## PAGE TEXT
# # #

To pick the pepper out of the rat turd, so to speak, I'll tell you what we do in aerospace.

Lower bainite cannot, by spec, be identified by metalographs alone. It must go through a scanning electron microscope to accurately differentiate it from martensite. They are so close in structure.

 

Just a little insight. No steel politics intended. Jerry

 

EDIT: A tidbit;

there is a ditinct, transitional structure between lower bainite and martensite. I don't know the name off hand, but can find it. I do know it is VERY difficult to achieve, as a matter of fact. Laboratory stuff.

Actually that isn't quite true Jerry - see the attached picture. Late plates of martensite with red needles of bainite. Good quality metallography and specialized etching technique

I met Tom at a local ASM chapter meeting in Philly. As I recall, he was a student and needed something for a senior project. He made the pattern welded knife - then cut it up (seems a real waste). He then wrote the results up and the professor recommended an article for Advanced Materials and Process. Good stuff.

Hey man,

 

I found that vibrating the quench was the quickest, easiest way to agitate. It doesn't take much. in a pinch, we've done it by holding a palm sander on the tube. The results are remarkably effective. I don't think it helps past the vapor phase, but before that, there is a marked difference in the quantity of smoke produced. vitually zero. I would usually try to slow the cooling rate down once it got past that point anyhow, so it was ideal. Truthfully, I wouldn't do it any other way with this type setup. the anti scale compound I used to use would cake on in a normal oil bath, and flake off with a water quench, and the astounding thing was that it would make the compound flake off like it was water quenched when we vibrated it

 

Tai Goo gave me the idea to try it, and there is an ASM article that was floating around touting vibrations as being superior to conventional agitation protocol, but I can't seem to find it.

The idea of using vibrations is an old one. It was originally thought to be Russian and in one of their Journals - mid 1970s. There are some articles in Heat Treating Progress in the past year or so that describe the process. It works by breaking up a stagnant vapor phase. It works very well and in just the way you observed.

Just be carful to keep a lid on it when you aren't using it to keep out moisture. my old rig(6" pipe 3' tall, basically a gas forge around a tube) ended up getting a significant amount of waterin it, even with a (loose fitting)lid. OIl float on water, and water has a lower boiling point, and really likes to expand when it turns into a gas, so one day while I was heating it up, the water at the bottom started boiling, making my quench tank into makeshift oil cannon/volcano that shot hot oil everywhere, got on the insulation, caught fire and wouldn't go out. I emptied my extinguisher on it to no avail.

 

Now, I would marquench/temper in it, so the temps were pretty high, but still......

# # #

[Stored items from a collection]
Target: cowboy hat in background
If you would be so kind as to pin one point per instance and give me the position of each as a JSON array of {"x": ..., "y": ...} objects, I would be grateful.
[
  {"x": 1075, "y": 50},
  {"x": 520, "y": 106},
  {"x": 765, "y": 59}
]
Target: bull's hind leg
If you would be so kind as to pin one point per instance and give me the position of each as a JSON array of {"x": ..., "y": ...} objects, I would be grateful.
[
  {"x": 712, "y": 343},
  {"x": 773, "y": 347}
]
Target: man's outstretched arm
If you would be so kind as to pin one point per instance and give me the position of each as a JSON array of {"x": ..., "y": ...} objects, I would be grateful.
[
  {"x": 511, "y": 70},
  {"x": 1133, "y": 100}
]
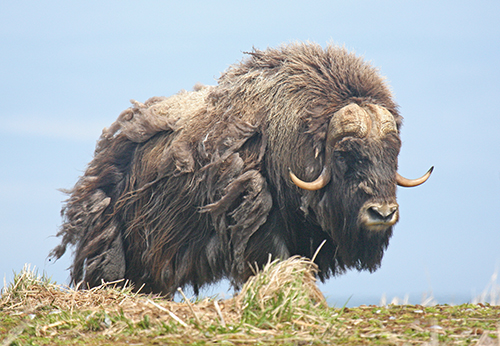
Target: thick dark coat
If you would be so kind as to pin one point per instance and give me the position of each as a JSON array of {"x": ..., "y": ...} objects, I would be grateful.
[{"x": 194, "y": 188}]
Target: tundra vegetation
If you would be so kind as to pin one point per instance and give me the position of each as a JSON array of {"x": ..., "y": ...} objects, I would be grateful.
[{"x": 281, "y": 304}]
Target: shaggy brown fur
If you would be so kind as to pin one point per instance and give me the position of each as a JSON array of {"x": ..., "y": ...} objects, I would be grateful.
[{"x": 193, "y": 188}]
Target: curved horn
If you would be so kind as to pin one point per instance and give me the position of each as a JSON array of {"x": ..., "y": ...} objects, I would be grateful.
[
  {"x": 319, "y": 183},
  {"x": 402, "y": 181}
]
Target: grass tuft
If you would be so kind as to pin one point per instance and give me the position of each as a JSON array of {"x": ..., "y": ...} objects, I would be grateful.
[{"x": 280, "y": 304}]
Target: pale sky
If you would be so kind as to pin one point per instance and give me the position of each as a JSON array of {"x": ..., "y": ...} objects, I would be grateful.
[{"x": 67, "y": 69}]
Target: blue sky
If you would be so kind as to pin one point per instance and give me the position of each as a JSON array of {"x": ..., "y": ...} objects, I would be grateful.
[{"x": 67, "y": 69}]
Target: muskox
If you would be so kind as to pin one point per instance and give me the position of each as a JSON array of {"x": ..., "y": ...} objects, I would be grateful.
[{"x": 293, "y": 148}]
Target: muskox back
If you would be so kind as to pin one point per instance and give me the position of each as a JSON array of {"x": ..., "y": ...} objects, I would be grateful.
[{"x": 195, "y": 187}]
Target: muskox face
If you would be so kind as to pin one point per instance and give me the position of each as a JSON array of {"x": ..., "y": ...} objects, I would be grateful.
[{"x": 355, "y": 195}]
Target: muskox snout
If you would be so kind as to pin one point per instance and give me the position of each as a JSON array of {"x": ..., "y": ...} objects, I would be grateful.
[{"x": 379, "y": 216}]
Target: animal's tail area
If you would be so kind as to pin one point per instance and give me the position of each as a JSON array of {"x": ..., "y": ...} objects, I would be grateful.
[{"x": 91, "y": 222}]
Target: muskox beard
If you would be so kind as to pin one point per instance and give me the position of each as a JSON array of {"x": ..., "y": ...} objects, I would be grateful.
[{"x": 355, "y": 246}]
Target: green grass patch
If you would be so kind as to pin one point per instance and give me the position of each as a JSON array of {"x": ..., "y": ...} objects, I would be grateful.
[{"x": 281, "y": 304}]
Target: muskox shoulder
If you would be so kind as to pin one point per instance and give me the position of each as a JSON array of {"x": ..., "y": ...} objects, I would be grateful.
[{"x": 143, "y": 120}]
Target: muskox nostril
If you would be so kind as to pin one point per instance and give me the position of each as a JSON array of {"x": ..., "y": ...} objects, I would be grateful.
[{"x": 384, "y": 213}]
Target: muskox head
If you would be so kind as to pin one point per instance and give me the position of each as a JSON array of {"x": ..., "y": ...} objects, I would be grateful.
[{"x": 356, "y": 189}]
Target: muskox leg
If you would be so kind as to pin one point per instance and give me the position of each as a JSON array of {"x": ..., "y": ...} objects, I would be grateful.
[{"x": 106, "y": 266}]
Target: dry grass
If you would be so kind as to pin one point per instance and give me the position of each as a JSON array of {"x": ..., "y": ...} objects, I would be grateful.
[{"x": 279, "y": 305}]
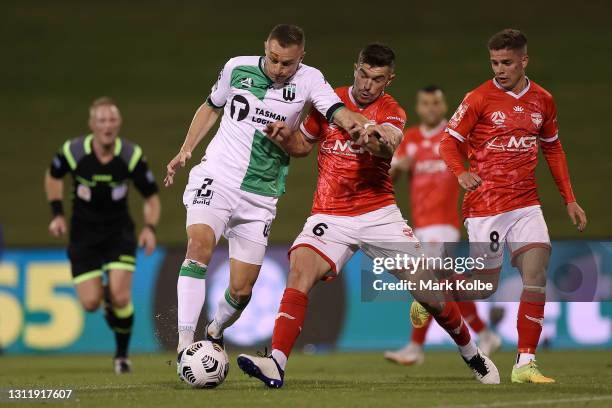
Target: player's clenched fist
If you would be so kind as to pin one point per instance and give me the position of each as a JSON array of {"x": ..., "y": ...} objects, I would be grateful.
[
  {"x": 278, "y": 131},
  {"x": 178, "y": 161},
  {"x": 469, "y": 181},
  {"x": 577, "y": 215},
  {"x": 57, "y": 227}
]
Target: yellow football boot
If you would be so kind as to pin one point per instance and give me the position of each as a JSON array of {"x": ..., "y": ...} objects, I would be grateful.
[
  {"x": 419, "y": 316},
  {"x": 529, "y": 373}
]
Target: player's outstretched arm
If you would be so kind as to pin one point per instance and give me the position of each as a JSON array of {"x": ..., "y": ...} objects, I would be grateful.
[
  {"x": 54, "y": 189},
  {"x": 450, "y": 151},
  {"x": 204, "y": 119},
  {"x": 295, "y": 143},
  {"x": 151, "y": 212},
  {"x": 353, "y": 122},
  {"x": 557, "y": 163}
]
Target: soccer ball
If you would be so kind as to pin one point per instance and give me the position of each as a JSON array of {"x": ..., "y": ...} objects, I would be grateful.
[{"x": 204, "y": 365}]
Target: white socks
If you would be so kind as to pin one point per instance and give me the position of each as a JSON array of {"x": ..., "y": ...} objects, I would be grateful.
[
  {"x": 524, "y": 358},
  {"x": 228, "y": 311},
  {"x": 191, "y": 292}
]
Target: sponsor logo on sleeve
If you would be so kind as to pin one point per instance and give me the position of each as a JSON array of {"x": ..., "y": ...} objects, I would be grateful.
[
  {"x": 498, "y": 118},
  {"x": 537, "y": 119},
  {"x": 459, "y": 114}
]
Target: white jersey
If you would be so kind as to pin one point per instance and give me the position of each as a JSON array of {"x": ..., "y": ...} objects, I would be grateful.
[{"x": 240, "y": 155}]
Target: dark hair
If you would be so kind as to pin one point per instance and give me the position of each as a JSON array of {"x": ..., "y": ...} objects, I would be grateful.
[
  {"x": 102, "y": 101},
  {"x": 377, "y": 55},
  {"x": 431, "y": 89},
  {"x": 287, "y": 35},
  {"x": 509, "y": 39}
]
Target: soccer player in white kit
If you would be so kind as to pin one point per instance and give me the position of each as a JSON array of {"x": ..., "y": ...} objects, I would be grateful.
[
  {"x": 234, "y": 189},
  {"x": 353, "y": 209}
]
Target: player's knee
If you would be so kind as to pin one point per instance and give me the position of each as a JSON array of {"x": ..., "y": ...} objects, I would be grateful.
[
  {"x": 120, "y": 299},
  {"x": 91, "y": 304},
  {"x": 301, "y": 277},
  {"x": 241, "y": 292},
  {"x": 199, "y": 249}
]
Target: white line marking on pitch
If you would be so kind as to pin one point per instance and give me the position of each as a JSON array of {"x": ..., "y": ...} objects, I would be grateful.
[{"x": 534, "y": 402}]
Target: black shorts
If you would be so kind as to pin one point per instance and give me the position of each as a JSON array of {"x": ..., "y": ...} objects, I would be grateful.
[{"x": 95, "y": 249}]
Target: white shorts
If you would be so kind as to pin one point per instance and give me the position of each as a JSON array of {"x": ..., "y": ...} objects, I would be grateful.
[
  {"x": 243, "y": 218},
  {"x": 438, "y": 233},
  {"x": 379, "y": 233},
  {"x": 522, "y": 229}
]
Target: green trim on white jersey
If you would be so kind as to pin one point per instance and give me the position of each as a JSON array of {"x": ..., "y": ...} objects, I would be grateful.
[{"x": 240, "y": 155}]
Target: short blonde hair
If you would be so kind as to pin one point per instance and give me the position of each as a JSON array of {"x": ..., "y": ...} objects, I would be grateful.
[{"x": 102, "y": 101}]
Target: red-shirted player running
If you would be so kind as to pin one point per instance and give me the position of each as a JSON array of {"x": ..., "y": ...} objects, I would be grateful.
[
  {"x": 354, "y": 208},
  {"x": 503, "y": 122},
  {"x": 433, "y": 200}
]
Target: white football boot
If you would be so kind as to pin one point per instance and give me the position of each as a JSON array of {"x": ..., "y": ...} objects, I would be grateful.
[
  {"x": 264, "y": 368},
  {"x": 483, "y": 368}
]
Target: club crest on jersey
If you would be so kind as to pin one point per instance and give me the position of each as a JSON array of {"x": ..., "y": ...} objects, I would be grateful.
[
  {"x": 289, "y": 91},
  {"x": 408, "y": 232},
  {"x": 537, "y": 119},
  {"x": 246, "y": 83},
  {"x": 459, "y": 114},
  {"x": 498, "y": 118}
]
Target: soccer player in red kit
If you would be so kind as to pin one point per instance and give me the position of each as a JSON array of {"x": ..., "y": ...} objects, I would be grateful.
[
  {"x": 354, "y": 208},
  {"x": 433, "y": 200},
  {"x": 503, "y": 122}
]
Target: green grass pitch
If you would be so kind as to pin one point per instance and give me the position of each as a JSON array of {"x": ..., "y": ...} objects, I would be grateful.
[{"x": 584, "y": 378}]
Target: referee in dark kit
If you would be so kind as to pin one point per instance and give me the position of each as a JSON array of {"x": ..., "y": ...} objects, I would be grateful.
[{"x": 102, "y": 239}]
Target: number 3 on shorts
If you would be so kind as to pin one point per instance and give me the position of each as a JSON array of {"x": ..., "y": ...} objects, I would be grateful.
[
  {"x": 204, "y": 192},
  {"x": 319, "y": 229},
  {"x": 494, "y": 237}
]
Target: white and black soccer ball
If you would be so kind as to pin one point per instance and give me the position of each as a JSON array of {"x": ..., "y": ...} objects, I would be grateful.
[{"x": 204, "y": 365}]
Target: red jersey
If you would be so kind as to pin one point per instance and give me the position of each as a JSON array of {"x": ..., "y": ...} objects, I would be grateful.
[
  {"x": 351, "y": 180},
  {"x": 503, "y": 131},
  {"x": 434, "y": 190}
]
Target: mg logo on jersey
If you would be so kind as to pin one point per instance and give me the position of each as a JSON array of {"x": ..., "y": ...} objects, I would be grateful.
[
  {"x": 239, "y": 108},
  {"x": 342, "y": 147},
  {"x": 524, "y": 142},
  {"x": 289, "y": 91},
  {"x": 537, "y": 119},
  {"x": 514, "y": 144},
  {"x": 498, "y": 118}
]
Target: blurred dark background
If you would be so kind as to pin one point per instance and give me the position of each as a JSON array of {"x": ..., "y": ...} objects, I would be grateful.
[{"x": 158, "y": 61}]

# # #

Carry the forum thread on quenching and bainite further, picking up after its last line. The rows have nothing to do with this.

I am glad you weren't hurt. Water in oil is DANGEROUS. Any water greater than 0.1% (1000 ppm) is asking for just the thing that Jesse experienced. In addition - water at lower levels can cause spotty hardness, soft spots and cracking.

The Saginaw Steering Plant lost nearly 1/3 of its plant because of 1 gallon of water in a 1000 gallon quench tank. BE VERY VERY CAREFUL!

I think that quenching 1.05%C steel in water is asking for cracking. As a general rule, steels with a carbon equivalent greater than 0.52 are prone to cracking unless special precautions are taken.

What oil did you quench in? I would recommend a very fast oil - but even then the risk is large that the part will crack.

Well, I didn't take a spoonfull. It was just a very small bit of dust from the "salt".

if it were cyanide - it would have killed you.....

Thanks, Scott. I feel like a bit less of an idiot now. Having said that, isn't the autoignition temperature the really key one, in terms of safety? (If I understand correctly, flash point indicates a bit of a flare-up while autoignition equals major eruption.) I ask this because while the flash point of WD-40 is quite low, the autoignition temp isn't too bad.

The flash temperature is what keeps you out of trouble. As a general rule, don't let the maximum temperature exceed 100F below the flash. You will always be safe.

The best way to achieve that, is to maintain the "one pound of parts one gallon of quenchant" rule of thumb.

Thanks Doc.

 

I tried some more techniques, like masking the blade where I did not want extra carbon and packing the whole vessal. I just didn't want to ramble on.

 

I love 4340. I thinks it's the best low alloy, carbon steel, but a little light on the carbon. This technique should make it useful for cutlery.

 

Don't forget to use this during hardening also. Keeps the decarb down and some of the carburized area will diffuse a bit. Don't worry about insulating the edge from the quenchant. 4340 is almost air hardening. It was born to make martensite.

 

Thanks for the tips. How nasty is the stuff with barium in it? The MSDS looks pretty scary.

Very nasty - don't do it, unless you want your yard classified as a superfund site

Is that why when you full quench in oil you get forward curve, but when you edge quench in oil you still get backward curve?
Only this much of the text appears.